Write out the lines below word for word, starting at the line that contains "Ground blurred green" and ending at the line that contains "[[575, 160, 614, 192]]", with both of those lines included. Give only those lines.

==== Data shown

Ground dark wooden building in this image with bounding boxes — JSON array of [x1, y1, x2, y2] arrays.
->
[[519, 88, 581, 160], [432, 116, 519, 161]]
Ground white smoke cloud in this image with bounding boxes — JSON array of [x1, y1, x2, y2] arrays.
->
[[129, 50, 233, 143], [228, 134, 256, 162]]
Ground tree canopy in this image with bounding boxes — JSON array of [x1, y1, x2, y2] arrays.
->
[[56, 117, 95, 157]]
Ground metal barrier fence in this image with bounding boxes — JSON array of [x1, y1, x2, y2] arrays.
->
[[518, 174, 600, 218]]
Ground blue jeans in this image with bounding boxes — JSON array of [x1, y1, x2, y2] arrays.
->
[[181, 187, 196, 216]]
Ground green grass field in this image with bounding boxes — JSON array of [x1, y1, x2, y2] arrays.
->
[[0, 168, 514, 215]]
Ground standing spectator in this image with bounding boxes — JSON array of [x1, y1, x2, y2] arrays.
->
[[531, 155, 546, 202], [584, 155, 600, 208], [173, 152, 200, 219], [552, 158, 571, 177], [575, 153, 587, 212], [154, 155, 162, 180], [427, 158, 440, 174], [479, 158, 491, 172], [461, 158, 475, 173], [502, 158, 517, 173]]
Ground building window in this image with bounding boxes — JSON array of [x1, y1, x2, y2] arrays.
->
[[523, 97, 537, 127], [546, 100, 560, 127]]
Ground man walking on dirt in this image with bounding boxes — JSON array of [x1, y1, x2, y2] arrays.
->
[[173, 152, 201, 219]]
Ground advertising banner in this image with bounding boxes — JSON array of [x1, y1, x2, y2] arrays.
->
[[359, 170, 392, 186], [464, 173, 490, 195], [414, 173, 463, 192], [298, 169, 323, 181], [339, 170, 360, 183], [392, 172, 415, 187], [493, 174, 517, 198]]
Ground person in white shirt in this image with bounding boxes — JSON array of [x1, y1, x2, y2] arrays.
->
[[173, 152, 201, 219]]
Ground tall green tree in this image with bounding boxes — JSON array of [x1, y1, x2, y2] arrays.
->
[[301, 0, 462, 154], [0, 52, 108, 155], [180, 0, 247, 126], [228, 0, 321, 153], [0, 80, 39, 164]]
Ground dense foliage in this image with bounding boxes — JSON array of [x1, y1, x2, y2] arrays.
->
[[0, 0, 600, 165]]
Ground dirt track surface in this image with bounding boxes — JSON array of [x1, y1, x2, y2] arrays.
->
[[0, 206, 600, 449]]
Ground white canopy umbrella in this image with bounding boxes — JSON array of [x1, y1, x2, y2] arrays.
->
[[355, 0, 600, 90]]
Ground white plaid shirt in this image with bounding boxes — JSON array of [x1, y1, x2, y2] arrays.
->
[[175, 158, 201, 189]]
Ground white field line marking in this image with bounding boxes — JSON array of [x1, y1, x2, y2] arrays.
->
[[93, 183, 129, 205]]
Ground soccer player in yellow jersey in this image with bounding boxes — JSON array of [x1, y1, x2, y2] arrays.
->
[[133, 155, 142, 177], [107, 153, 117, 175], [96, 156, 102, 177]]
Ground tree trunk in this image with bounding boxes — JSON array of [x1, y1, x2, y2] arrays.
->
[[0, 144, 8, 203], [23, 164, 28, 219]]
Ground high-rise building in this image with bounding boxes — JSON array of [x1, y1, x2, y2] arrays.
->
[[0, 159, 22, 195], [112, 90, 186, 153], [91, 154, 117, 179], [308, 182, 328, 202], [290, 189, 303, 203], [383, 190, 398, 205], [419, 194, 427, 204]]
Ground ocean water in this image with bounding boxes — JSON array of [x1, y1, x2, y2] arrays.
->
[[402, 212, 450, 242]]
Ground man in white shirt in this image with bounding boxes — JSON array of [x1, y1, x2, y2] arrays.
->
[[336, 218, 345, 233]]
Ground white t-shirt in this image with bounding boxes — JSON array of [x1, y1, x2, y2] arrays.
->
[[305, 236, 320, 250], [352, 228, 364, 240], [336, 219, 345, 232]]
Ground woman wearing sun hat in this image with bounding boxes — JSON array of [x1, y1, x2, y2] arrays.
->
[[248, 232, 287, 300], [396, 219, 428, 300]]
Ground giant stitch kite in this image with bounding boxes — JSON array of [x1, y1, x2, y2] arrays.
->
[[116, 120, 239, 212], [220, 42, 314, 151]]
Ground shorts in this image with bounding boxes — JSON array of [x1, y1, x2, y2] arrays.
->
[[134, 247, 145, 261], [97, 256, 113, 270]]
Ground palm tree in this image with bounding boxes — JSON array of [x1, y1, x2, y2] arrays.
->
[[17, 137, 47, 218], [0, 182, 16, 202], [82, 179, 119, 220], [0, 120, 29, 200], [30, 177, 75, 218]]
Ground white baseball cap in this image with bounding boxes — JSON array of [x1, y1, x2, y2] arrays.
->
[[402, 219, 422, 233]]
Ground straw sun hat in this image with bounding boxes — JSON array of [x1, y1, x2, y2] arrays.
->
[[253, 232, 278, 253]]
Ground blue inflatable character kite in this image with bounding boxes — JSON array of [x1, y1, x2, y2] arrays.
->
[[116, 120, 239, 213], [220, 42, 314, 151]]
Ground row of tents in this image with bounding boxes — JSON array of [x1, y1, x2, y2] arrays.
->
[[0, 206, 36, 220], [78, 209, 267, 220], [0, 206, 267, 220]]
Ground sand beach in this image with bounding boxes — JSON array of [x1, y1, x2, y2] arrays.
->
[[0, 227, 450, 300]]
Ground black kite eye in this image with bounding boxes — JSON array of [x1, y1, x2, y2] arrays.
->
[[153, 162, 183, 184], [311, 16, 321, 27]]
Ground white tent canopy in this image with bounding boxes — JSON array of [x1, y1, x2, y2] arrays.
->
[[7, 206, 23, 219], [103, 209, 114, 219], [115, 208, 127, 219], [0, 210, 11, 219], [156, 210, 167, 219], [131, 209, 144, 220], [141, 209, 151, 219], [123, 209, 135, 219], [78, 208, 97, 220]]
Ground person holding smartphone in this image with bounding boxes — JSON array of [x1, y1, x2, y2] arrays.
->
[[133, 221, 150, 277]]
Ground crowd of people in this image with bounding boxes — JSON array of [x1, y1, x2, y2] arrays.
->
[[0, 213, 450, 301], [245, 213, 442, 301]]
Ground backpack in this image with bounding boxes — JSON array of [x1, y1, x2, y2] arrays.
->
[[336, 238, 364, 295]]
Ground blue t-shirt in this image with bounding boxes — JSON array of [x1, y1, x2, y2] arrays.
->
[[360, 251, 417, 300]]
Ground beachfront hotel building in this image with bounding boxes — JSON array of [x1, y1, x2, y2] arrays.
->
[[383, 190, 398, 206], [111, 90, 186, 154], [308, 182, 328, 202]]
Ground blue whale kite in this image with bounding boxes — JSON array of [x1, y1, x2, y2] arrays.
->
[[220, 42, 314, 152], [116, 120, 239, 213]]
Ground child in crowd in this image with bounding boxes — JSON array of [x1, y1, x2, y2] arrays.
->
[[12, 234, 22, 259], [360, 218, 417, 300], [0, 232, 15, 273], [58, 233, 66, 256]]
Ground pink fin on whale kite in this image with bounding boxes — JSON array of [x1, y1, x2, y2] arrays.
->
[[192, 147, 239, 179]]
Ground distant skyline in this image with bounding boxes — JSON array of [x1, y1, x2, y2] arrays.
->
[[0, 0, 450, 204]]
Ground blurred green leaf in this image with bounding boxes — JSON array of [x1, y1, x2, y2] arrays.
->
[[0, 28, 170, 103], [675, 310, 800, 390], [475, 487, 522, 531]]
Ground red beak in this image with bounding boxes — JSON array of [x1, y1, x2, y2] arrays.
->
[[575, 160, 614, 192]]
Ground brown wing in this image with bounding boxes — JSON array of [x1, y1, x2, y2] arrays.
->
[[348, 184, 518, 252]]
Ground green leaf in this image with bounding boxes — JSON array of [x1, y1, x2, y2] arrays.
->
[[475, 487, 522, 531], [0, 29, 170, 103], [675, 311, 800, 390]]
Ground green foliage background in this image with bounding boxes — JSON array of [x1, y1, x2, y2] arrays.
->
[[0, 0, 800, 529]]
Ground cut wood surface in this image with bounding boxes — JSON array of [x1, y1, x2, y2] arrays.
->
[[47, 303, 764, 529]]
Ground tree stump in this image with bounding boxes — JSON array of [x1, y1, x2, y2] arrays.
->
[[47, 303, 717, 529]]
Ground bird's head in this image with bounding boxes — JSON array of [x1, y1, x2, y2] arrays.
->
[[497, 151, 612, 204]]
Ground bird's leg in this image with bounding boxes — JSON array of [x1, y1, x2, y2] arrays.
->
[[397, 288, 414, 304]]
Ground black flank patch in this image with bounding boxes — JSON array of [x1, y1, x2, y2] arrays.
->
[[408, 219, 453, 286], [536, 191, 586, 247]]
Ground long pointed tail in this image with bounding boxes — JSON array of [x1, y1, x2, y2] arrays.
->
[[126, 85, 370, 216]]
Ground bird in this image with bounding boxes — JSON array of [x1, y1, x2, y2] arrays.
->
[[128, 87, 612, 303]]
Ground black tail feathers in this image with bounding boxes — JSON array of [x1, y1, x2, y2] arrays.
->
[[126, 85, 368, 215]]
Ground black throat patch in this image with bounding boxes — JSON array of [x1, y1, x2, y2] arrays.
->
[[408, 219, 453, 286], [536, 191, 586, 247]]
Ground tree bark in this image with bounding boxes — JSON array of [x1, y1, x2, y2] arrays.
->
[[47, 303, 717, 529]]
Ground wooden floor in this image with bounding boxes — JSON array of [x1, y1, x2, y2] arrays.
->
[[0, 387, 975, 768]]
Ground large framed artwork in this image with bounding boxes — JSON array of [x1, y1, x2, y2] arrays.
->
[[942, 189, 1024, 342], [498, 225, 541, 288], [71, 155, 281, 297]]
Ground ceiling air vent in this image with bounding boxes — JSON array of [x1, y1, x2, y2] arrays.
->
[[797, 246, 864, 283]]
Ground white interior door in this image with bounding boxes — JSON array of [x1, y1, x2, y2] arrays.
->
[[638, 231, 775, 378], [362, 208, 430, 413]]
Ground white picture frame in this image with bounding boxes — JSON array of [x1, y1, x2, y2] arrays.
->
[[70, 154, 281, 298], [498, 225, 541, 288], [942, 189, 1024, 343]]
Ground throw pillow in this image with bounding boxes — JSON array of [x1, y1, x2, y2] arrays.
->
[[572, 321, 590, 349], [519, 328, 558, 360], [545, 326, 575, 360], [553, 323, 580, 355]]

========

## The response
Ground blurred green leaf in this image with bounding boxes — JSON array of [x1, y1, x2, y2] arrays.
->
[[0, 28, 170, 103], [675, 310, 800, 390], [475, 487, 522, 531]]
Ground red beak in this image with bounding boxes — JSON array of [x1, y1, x2, y2] arrays.
->
[[575, 160, 614, 192]]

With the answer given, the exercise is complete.